[Collected data]

=-=-=-=-=

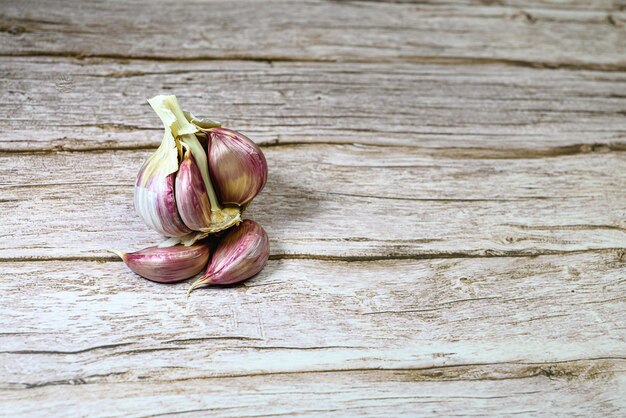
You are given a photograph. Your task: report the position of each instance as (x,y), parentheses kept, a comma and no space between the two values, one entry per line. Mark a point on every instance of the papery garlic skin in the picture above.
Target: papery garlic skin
(241,253)
(155,199)
(167,265)
(156,203)
(191,196)
(237,166)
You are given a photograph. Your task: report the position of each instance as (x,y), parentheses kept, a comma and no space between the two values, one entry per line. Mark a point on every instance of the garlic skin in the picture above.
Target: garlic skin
(156,203)
(155,196)
(237,166)
(191,196)
(240,254)
(167,265)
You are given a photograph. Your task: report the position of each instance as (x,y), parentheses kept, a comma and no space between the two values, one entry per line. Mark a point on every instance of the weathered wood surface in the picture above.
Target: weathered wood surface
(544,33)
(445,207)
(336,201)
(537,112)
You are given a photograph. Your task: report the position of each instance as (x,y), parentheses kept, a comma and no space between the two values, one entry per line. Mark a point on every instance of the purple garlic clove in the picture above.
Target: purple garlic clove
(237,166)
(240,254)
(155,201)
(191,196)
(167,265)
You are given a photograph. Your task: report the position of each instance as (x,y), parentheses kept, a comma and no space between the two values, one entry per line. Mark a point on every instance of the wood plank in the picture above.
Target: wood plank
(335,201)
(59,103)
(395,393)
(320,31)
(518,334)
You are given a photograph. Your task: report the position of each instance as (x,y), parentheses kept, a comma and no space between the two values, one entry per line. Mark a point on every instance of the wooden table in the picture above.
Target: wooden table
(446,207)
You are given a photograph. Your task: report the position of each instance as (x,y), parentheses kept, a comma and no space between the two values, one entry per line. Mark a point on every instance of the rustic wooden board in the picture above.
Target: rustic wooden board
(445,206)
(541,35)
(336,201)
(340,332)
(59,103)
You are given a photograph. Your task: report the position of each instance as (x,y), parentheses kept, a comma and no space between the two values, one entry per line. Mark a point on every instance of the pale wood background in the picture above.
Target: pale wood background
(446,207)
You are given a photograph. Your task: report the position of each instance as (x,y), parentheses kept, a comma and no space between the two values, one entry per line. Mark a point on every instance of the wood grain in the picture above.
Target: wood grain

=-=-=-=-=

Job — Repeat, word for word, every line from the line that contains "clove in the picture above." to the end of the entries; include both of those lines and no others.

Exercise solution —
You are given a photograph. Your task: report the position of each instance as (x,y), parentheses kept, a comma and no space between the two values, one entry per line. Mark a point on every instance of the purple garlic clove in the picture above.
Target: purple garlic clove
(237,166)
(240,254)
(155,201)
(191,196)
(167,265)
You are given a photograph. Your task: report the position of each instance as (x,y), parentheses kept, a comma and no space between the two values, one entry per line. Mark a point on every instance of the wood plank in the picture above.
Target: wood plank
(335,201)
(59,103)
(395,393)
(320,31)
(518,334)
You are given a photograph. Your task: report the position of each instance as (x,y), parentheses kept, a comma and no space between the two values, one entry per line. Mark a point on every instance of the wooden table in the picture above.
Target: wooden table
(446,207)
You are given a photograph. Your task: report the position of each instance as (x,y), parentheses kept, a comma and no space between the two values, one entry per line. Mark a point on every instance of the rustic wooden board in the picture above.
Target: rustic wooden board
(445,206)
(541,35)
(336,201)
(340,332)
(59,103)
You are given a photograph. Your task: report the position of each instance as (x,y), parentheses kept, a comma and no space between the two values, one entry per line. Mark a point on every instance of the pale wood background in the picture above.
Target: pale wood background
(446,207)
You are given a photograph. Your task: report the position of each instance as (x,y), parentheses kept, a comma and no space between the two values, one entry per line. Mark a point on every instance of the wood grain in the picture above.
Target: wood grain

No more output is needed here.